What is expected ▸
Copy all of the material below verbatim, leaving out the pictures.

Entries from an annotation dataset:

--- START ---

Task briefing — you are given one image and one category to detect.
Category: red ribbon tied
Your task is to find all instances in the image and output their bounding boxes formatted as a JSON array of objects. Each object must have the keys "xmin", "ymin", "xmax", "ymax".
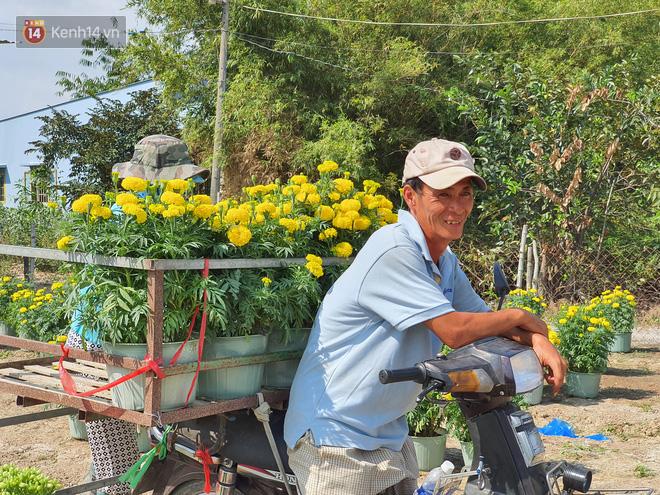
[
  {"xmin": 195, "ymin": 447, "xmax": 213, "ymax": 493},
  {"xmin": 59, "ymin": 342, "xmax": 165, "ymax": 397}
]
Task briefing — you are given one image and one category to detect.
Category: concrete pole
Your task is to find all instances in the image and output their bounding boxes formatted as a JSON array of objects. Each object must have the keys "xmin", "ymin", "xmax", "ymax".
[{"xmin": 214, "ymin": 0, "xmax": 229, "ymax": 204}]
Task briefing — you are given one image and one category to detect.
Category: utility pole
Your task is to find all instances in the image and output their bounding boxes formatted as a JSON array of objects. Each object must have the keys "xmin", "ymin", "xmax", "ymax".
[{"xmin": 209, "ymin": 0, "xmax": 229, "ymax": 204}]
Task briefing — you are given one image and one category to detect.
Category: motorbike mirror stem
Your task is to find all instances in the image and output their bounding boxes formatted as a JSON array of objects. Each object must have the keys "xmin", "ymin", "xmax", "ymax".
[{"xmin": 493, "ymin": 261, "xmax": 511, "ymax": 311}]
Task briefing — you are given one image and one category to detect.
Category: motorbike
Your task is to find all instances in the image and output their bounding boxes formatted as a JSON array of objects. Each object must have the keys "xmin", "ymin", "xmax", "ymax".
[{"xmin": 133, "ymin": 264, "xmax": 652, "ymax": 495}]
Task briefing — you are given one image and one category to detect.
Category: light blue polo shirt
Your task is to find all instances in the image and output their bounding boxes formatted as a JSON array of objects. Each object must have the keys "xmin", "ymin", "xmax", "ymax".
[{"xmin": 284, "ymin": 210, "xmax": 489, "ymax": 450}]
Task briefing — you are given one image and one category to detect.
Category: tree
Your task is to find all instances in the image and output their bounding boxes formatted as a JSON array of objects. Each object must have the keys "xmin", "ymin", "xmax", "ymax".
[{"xmin": 27, "ymin": 89, "xmax": 180, "ymax": 198}]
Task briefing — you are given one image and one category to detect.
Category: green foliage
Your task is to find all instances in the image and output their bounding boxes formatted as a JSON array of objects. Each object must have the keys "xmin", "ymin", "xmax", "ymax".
[
  {"xmin": 451, "ymin": 58, "xmax": 660, "ymax": 248},
  {"xmin": 555, "ymin": 304, "xmax": 614, "ymax": 373},
  {"xmin": 406, "ymin": 392, "xmax": 446, "ymax": 437},
  {"xmin": 0, "ymin": 464, "xmax": 62, "ymax": 495}
]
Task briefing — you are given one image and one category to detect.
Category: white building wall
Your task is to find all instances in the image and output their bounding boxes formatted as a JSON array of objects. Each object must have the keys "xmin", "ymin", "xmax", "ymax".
[{"xmin": 0, "ymin": 80, "xmax": 154, "ymax": 206}]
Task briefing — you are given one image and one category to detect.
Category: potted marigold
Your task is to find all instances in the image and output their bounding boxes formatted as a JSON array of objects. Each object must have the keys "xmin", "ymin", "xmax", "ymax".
[
  {"xmin": 591, "ymin": 286, "xmax": 637, "ymax": 352},
  {"xmin": 58, "ymin": 162, "xmax": 396, "ymax": 406},
  {"xmin": 555, "ymin": 303, "xmax": 613, "ymax": 397}
]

--- END ---

Task solution ▸
Task briefing — you are given one image and one category to detect.
Category: red ribbon tied
Your task is to find all instances in the image and output their bounding boxes formatted as a JSON array of objects. Each object must have the keys "xmin", "ymin", "xmax", "ymax".
[
  {"xmin": 195, "ymin": 447, "xmax": 213, "ymax": 493},
  {"xmin": 59, "ymin": 342, "xmax": 165, "ymax": 397}
]
Task briefing — you are given one image and one category to detect.
Category: concrete pole
Your task is to find all instances in the image and output their bounding boxes formatted as a JSON array of objects. Each object must have the keys "xmin", "ymin", "xmax", "ymax".
[{"xmin": 214, "ymin": 0, "xmax": 229, "ymax": 204}]
Task briefing — you are given one image and one category to detect.
Category: utility pole
Your task is to find all instances in the image and output their bounding boxes formatted as a JSON array of objects. Each object must have the keys "xmin", "ymin", "xmax", "ymax".
[{"xmin": 209, "ymin": 0, "xmax": 229, "ymax": 204}]
Task briefing — you are given one image and one category to detect.
Category: motorbike mirror stem
Your task is to find all instances in the image and output their bounding boxes formatted as a JSON array of objects. Each object must have the keys "xmin", "ymin", "xmax", "ymax".
[{"xmin": 493, "ymin": 261, "xmax": 511, "ymax": 311}]
Task briefing — you are given one image and one category to detect.
Category: motorbike
Your task is to find all instances in the image and output their bounding boxes formatted as a JSON array of objects. Each object must have the keys "xmin", "ymin", "xmax", "ymax".
[{"xmin": 133, "ymin": 264, "xmax": 652, "ymax": 495}]
Task briefing — you are given one image and one category to detect.
Category: light blue polo shirt
Your task is to find all instances in the image and output their bounding boxes formatted as a JSON array of objects. Each object must have the keys "xmin", "ymin", "xmax", "ymax".
[{"xmin": 284, "ymin": 210, "xmax": 489, "ymax": 450}]
Task briefing — you are given one image and one category to detect.
Category: tree
Your task is to find all instances in the image and output their bounding boxes formatted as a JSON array of objects. Each object must have the keys "xmin", "ymin", "xmax", "ymax".
[{"xmin": 27, "ymin": 89, "xmax": 180, "ymax": 198}]
Task briefing — you are given one image and one category to detect.
Category: green foliage
Your task is to find all instances in the image and output their bounding boxes formatted as a JSON array of objects. Each object must have the keys "xmin", "ymin", "xmax", "ymax".
[
  {"xmin": 451, "ymin": 58, "xmax": 660, "ymax": 248},
  {"xmin": 555, "ymin": 304, "xmax": 614, "ymax": 373},
  {"xmin": 406, "ymin": 392, "xmax": 446, "ymax": 437},
  {"xmin": 0, "ymin": 464, "xmax": 62, "ymax": 495}
]
Task briefing — you are given one image and one category to detect.
Category: white building wall
Your task is to find all instances in the image and output their bounding boxes formatted as a JSON array of objects. Each object must have the keys "xmin", "ymin", "xmax", "ymax".
[{"xmin": 0, "ymin": 80, "xmax": 154, "ymax": 206}]
Task briefing — you are given one image and one category to detect.
Category: potted marigold
Your task is to find all instances in the image and output their bounding boxes formatted as a JSON array of objects. Each object must have the keys "xmin", "ymin", "xmax", "ymax".
[
  {"xmin": 591, "ymin": 286, "xmax": 637, "ymax": 352},
  {"xmin": 58, "ymin": 162, "xmax": 396, "ymax": 406},
  {"xmin": 555, "ymin": 303, "xmax": 613, "ymax": 397}
]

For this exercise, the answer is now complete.